■ Exercise goal
Print, unchanged, the lines of the listing below that run from the line holding "Target: white road marking" through the end of the listing, both ends included.

┌─ Source records

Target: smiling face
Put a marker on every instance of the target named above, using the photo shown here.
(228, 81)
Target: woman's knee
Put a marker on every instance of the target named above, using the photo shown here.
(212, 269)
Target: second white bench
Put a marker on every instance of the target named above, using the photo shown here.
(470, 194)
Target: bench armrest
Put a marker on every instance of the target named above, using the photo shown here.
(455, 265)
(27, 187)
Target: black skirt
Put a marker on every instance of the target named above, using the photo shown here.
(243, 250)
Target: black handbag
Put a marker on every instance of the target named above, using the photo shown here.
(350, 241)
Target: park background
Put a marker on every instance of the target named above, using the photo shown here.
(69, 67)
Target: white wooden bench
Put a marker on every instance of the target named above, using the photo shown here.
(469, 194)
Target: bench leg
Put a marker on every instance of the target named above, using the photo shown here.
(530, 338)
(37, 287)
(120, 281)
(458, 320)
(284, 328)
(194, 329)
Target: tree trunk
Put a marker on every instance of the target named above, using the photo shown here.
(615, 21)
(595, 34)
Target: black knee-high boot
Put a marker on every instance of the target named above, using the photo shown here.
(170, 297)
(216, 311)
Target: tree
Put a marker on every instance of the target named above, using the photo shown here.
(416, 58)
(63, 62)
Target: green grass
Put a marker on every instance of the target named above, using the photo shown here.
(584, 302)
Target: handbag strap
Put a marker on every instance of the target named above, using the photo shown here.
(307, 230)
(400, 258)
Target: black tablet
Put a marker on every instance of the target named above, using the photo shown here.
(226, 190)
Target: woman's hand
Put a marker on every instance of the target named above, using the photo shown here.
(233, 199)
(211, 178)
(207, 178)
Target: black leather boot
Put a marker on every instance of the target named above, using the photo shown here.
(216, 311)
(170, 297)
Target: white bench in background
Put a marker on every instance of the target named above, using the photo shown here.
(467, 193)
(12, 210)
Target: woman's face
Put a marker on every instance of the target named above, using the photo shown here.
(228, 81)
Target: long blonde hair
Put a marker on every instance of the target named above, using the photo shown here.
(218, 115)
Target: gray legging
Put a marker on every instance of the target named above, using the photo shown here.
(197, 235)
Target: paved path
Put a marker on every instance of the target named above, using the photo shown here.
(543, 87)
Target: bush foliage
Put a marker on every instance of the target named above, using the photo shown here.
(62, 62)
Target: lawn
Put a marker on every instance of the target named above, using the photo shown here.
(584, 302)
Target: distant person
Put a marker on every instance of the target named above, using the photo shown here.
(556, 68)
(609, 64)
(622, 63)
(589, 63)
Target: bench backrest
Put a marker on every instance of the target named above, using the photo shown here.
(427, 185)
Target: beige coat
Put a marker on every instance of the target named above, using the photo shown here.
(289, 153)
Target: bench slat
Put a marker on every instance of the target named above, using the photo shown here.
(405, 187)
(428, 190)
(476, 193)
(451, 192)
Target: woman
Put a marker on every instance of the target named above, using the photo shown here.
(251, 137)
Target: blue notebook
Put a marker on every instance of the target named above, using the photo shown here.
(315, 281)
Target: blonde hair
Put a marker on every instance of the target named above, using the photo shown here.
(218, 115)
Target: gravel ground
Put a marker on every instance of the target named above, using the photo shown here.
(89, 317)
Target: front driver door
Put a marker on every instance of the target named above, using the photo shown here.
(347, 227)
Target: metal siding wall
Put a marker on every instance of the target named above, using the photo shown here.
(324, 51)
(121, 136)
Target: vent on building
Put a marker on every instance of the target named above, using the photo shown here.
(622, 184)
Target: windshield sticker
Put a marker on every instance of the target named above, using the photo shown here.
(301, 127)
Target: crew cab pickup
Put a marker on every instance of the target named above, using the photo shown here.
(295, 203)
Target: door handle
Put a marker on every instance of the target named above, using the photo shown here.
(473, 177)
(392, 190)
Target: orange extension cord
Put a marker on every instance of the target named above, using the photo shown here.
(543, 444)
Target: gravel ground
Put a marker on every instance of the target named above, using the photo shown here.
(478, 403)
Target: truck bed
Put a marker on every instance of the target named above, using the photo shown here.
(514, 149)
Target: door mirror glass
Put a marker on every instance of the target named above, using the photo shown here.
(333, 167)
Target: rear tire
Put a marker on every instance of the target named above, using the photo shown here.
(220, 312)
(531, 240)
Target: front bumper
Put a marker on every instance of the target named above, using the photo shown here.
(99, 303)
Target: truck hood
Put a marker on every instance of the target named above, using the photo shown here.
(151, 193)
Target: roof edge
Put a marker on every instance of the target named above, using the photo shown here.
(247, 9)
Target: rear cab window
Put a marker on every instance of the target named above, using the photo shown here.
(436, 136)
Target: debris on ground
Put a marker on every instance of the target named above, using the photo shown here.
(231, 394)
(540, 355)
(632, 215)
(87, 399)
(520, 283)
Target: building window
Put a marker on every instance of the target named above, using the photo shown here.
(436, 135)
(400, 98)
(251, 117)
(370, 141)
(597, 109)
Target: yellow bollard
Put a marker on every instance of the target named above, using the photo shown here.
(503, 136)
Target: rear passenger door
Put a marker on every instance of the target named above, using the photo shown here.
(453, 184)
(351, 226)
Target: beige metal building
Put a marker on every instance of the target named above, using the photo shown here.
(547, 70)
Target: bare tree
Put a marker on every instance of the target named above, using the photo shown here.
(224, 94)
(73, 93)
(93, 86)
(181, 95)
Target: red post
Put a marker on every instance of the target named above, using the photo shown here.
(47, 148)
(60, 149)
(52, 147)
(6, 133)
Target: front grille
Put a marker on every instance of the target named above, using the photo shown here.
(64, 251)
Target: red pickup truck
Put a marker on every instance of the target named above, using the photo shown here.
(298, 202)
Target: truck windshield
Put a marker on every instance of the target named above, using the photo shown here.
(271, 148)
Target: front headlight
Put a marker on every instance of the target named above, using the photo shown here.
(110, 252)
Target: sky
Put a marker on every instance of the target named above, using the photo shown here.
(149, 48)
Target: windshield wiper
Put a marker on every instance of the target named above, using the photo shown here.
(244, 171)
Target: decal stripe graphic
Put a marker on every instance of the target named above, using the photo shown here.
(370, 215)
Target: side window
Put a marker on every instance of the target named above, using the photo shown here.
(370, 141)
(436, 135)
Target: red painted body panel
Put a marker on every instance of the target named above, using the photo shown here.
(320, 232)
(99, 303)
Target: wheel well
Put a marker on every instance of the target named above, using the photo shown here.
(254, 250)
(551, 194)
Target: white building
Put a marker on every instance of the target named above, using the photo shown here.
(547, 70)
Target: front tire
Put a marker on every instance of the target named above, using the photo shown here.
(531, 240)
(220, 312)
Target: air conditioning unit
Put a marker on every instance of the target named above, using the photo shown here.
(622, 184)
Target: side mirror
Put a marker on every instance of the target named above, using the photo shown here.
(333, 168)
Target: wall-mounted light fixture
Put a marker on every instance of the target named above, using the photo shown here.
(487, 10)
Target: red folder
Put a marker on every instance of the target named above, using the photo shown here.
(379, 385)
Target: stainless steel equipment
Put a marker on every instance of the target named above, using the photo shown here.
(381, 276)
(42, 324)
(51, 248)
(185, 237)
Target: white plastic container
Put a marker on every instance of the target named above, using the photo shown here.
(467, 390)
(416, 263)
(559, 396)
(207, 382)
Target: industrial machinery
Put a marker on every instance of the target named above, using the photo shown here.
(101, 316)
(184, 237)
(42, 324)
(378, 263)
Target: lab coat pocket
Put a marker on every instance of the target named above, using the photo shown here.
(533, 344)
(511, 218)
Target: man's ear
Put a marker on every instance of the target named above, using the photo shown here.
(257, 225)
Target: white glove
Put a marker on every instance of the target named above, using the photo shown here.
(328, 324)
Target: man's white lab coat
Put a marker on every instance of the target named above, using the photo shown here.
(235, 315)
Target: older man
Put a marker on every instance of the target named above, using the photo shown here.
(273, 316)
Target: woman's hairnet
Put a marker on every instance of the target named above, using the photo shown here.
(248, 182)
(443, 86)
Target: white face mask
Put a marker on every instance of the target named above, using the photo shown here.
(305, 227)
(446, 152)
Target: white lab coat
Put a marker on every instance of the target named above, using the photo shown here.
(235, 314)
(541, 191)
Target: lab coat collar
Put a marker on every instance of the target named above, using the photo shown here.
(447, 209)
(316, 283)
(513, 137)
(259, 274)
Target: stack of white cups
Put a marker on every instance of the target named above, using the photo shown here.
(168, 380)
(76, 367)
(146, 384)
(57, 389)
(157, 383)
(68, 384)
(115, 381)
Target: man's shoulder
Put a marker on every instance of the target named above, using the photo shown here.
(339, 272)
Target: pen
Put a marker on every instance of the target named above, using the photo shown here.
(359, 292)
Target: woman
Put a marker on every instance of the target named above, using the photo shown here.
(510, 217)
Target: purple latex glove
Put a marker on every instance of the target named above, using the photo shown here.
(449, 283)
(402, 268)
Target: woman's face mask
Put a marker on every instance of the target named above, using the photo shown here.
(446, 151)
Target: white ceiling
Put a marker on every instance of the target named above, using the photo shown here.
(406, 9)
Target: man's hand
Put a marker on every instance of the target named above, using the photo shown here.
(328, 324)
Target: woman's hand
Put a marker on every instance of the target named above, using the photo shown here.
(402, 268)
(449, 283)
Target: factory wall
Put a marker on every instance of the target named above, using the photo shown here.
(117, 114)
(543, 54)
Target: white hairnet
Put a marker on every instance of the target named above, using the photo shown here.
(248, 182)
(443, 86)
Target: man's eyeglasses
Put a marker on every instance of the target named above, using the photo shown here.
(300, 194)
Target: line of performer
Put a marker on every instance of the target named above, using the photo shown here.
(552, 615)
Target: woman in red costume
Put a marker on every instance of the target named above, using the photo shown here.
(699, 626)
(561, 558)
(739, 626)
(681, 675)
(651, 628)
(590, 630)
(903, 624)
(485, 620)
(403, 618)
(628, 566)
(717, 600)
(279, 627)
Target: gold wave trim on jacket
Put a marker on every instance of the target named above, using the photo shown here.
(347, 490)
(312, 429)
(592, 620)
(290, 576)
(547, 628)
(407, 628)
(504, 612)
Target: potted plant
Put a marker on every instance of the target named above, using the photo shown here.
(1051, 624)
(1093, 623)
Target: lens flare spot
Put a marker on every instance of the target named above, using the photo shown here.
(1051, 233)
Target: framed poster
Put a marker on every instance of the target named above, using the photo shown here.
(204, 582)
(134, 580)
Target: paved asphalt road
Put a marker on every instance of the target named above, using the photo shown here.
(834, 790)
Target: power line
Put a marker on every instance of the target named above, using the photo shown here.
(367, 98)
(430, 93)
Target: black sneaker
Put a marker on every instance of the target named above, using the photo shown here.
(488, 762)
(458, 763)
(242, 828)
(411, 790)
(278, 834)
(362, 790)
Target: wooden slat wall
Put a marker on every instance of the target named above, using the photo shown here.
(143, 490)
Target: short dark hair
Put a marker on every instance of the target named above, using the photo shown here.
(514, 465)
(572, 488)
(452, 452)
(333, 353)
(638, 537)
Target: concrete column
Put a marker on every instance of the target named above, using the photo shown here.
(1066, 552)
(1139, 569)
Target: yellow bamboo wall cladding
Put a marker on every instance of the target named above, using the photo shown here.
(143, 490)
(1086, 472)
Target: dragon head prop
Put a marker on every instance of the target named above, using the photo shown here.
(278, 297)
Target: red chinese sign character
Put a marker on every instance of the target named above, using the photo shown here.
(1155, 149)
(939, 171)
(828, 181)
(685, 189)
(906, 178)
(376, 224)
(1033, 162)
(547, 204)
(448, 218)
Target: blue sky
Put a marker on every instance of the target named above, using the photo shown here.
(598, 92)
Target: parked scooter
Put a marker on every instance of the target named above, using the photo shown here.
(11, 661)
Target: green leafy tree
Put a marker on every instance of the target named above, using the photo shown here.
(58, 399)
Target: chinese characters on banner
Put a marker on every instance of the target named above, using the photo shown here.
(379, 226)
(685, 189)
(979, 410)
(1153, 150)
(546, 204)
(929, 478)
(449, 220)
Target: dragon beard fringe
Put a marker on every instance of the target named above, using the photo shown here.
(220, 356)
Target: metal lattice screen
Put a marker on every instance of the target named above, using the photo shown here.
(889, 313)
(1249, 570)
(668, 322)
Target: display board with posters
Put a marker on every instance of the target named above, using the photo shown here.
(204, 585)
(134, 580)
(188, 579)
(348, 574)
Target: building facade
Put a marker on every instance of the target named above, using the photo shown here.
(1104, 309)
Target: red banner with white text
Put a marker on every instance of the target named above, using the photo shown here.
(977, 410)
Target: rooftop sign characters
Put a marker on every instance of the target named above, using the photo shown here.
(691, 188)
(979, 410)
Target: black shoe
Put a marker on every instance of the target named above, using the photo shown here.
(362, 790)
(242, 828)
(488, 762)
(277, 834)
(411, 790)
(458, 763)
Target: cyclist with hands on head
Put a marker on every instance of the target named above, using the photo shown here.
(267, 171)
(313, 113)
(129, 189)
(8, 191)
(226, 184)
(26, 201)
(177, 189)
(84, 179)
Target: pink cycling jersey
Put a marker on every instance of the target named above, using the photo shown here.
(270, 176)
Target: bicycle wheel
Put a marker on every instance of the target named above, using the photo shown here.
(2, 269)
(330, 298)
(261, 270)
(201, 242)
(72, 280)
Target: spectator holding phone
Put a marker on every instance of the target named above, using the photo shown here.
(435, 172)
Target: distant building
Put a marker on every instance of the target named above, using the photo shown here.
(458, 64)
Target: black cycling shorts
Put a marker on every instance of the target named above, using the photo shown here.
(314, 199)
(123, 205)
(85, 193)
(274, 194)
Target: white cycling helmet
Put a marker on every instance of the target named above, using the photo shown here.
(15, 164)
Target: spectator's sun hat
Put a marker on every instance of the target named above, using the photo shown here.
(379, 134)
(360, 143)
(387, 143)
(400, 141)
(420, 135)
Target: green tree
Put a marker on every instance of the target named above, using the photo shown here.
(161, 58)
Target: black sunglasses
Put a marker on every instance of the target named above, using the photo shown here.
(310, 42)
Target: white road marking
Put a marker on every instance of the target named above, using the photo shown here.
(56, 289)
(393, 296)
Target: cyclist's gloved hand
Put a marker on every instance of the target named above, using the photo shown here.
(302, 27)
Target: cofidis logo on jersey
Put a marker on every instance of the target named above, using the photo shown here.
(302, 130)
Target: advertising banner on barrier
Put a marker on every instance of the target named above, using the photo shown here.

└─

■ Finished task
Target: white road marking
Put a marker on every instance of the target named above, using the photo shown here.
(56, 289)
(393, 296)
Target: cyclist's gloved hand
Put a marker on every instance of the target named above, using the photo shown here.
(302, 27)
Target: cofidis logo on jersey
Put a marker on every instance of the target named above, using the photo shown here.
(302, 130)
Target: advertising banner on barrier
Put a marker on every instance of the target named above, using the photo shown here.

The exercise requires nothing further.